> **Task to carry out**: Resume the Assassin's Creed Valhalla review after its last sentence, keeping its first-person voice.

> **Supplied text**:

--------

Assassin's Creed Valhalla review: Dining with the Gods

Valhalla improves on Odyssey with more focused design, but not all battles are won.


There was a time when open-world games often went with the bigger is better mentality. The size of the map was a pre-release selling point. Ubisoft embraced this mentality on several occasions, but quality will always win over quantity and, with Assassin’s Creed Valhalla, Ubisoft dialed back the former and poured more focus into the world and gameplay systems. It was a move that paid off repeatedly in their latest installment of the Assassin’s Creed franchise, but not all Viking warriors go to Valhalla.

Small beginnings

Assassin’s Creed Valhalla kicks off with players meeting a young version of the main playable character, Eivor, whom they'll get to know better as they experience the game. Eivor is celebrating a Viking alliance with family and friends of the Raven Clan, but after things go south and Eivor’s family is betrayed, the young Viking is attacked by a wolf. This is where players can choose between a male and female Eivor, or if they want Valhalla to decide based on current circumstances at any given time. The decision of whether to play as a female or male Eivor can be changed throughout the experience, which is a nice move by Ubisoft.

Fast forward several years and players are in control of Eivor as an adult and must play through a prologue with some tutorial moments scattered in. The first hour showcases Eivor’s Raven Clan life, plus systems like sailing, raiding, gear management and acquisition, the skill tree, and more. The story pushes forward during this time, with Eivor and her adopted brother, Sigurd, seeking revenge on the Viking that betrayed her family years ago. When this business is handled, Eivor, Sigurd, and the Raven Clan set sail for England to build a new settlement for their people.

Viking adventure

Valhalla really gets going once Eivor arrives in England and the game’s systems start to open up. The clan’s settlement is started, and players must secure resources to build additions and upgrade the living situation for everyone. Just about every part of Valhalla runs through the settlement, which gives it a real sense of home and helps keep all systems connected through this hub. Building Gunnar’s Forge gives Eivor a place to enhance weapons and armor. The Trading Post is a spot to buy or sell items. The Barracks allows for the creation of a Jomsviking and crew management. Customizing the longship can be done in the Shipyard. There’s even a Hunter’s Hut for managing all the Legendary Animals, and a Hidden Ones Bureau to track the Order of the Ancients, a similar system to the cults from Assassin’s Creed Odyssey. There are more buildings, several of which enhance the Feast buff. A Raven Clan Feast will give Eivor some boosted stats when out in the world.

The settlement isn’t just about function, though. As new buildings are added the aesthetic changes, giving the vibe of an established community that’s thriving. There’s a sense of accomplishment in building up the settlement, and because it’s connected to so many other aspects of the game, it made me want to get out into the world and swing my axe. Ravensthorpe – my settlement – was a great launching point for my adventures, and it was never far from my mind.

Pillaging loot

Once the settlement was established it was time to head out and gather supplies to build it up further. I hopped in my longboat, asked my crew to sing a song, and enjoyed the peacefulness as we sailed along England’s narrow rivers looking for trouble. In this case, trouble meant a raid, an event in Valhalla where Eivor and her crew can attack a monastery, or several other types of settlements.

--------

> **Collected material**:
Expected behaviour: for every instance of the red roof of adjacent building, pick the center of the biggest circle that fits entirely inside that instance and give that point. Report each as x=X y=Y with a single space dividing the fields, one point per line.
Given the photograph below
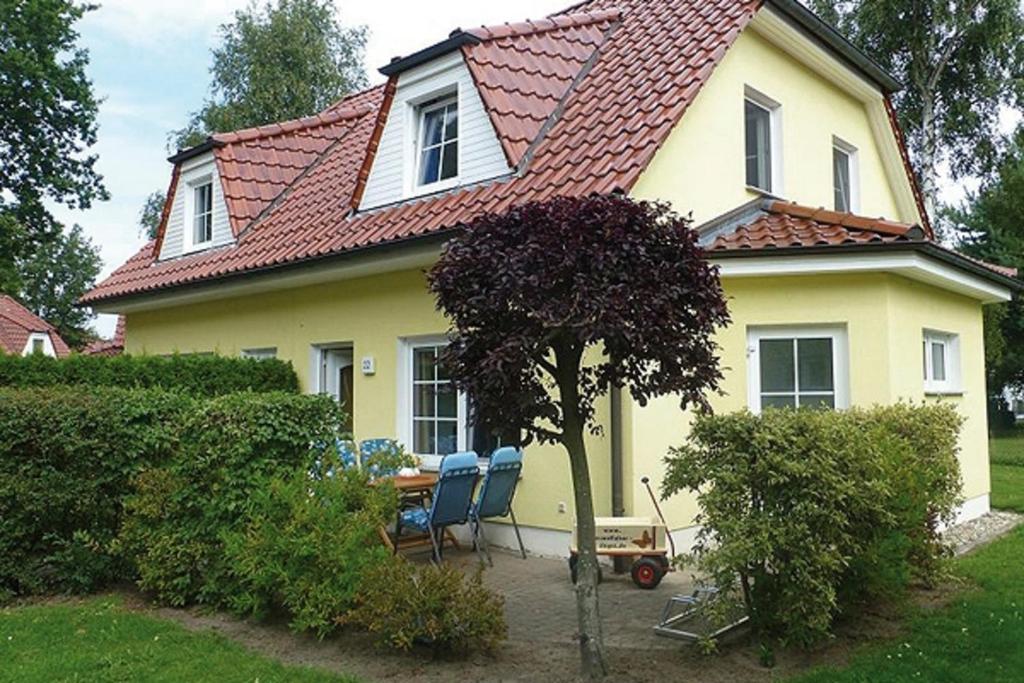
x=17 y=324
x=581 y=102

--------

> **The reply**:
It’s a lot of fun to raid with a full Viking crew. It provides a unique gameplay experience to attack with a hoard of warriors. If a member of Eivor’s crew falls, they can be revived, and they are needed to help force open doors and chests. Opening chests during a raid is how supplies are acquired to build the settlement. It’s a frantic experience that serves as a reminder that Vikings aren’t often friendly to strangers, although it stops short of encouraging players to kill unarmed priests.

Quest for conquest

Raiding isn’t the only activity, obviously. Most of my time was spent at least toying with the idea of pushing the story forward in Valhalla. I would go where the quests led, but the pull to explore was greater here than it was in Odyssey for me. While the overall narrative in Valhalla was fine, it was never the primary force pushing my decisions on what to do next. The exception to this was a series of quests centered around Eivor's destiny, which I won’t detail in the interest of avoiding spoilers. Generally, though, I was more focused on tracking down collectibles and exploring hidden areas.

Valhalla is full of unique places to explore and fun things to do. There are random world events that can be hit or miss. A mini game called Dice or a sort of Viking rap battle known as Flyting are solid distractions. Legendary Animals are there to hunt, Zealots roam the land looking for a fight, and Flying Paper with cosmetic designs floating through the air can be snatched up using Eivor's parkour skills. Many more activities riddle the land and offer meaningful rewards, ensuring players won't get bored in Valhalla. 

While the main story never really pulled me in, I quite enjoyed some of the characters and nods to Viking lore and Norse mythology. Some quests had me genuinely invested in spending time with the NPCs featured in them, and I think anyone with even a bit of interest in Norse mythology or current Viking pop culture will enjoy Valhalla.

Brave new world

The real strength of Valhalla, however, is in the focus that has gone into the world and the systems within it. Valhalla feels much smaller than Odyssey, but there’s less dead space. There’s a good pace to moving around and finding places to explore. It’s a breathtaking game on the highest PC settings – as is expected after Odyssey – and the entire world is enhanced by a beautiful soundtrack that never feels overpowering but always manages to complement the moment perfectly. While I wouldn’t say Valhalla is on the same level as some open-world superstars, it’s a massive upgrade over the hollowness that was felt in Odyssey.

As I explored the world, I began to find gear and collectibles, unlocking abilities and skill points to craft my perfect Viking build. Every one of these systems works better in Valhalla than the last few Assassin’s Creed games.

There is much less gear in Valhalla than Odyssey, but that gear is far more meaningful. For starters, it all drops near the same base level, but the ability to enhance it and upgrade it is improved. Enhancing gear at a forge can improve its appearance, add slots for runes, and expand its potential to be upgraded. Upgrading gear or adding runes is done from the inventory. What this means is that gear found early in the game can be upgraded and maintained throughout the entire journey, instead of having to replace a weapon every five minutes when picking up a new one.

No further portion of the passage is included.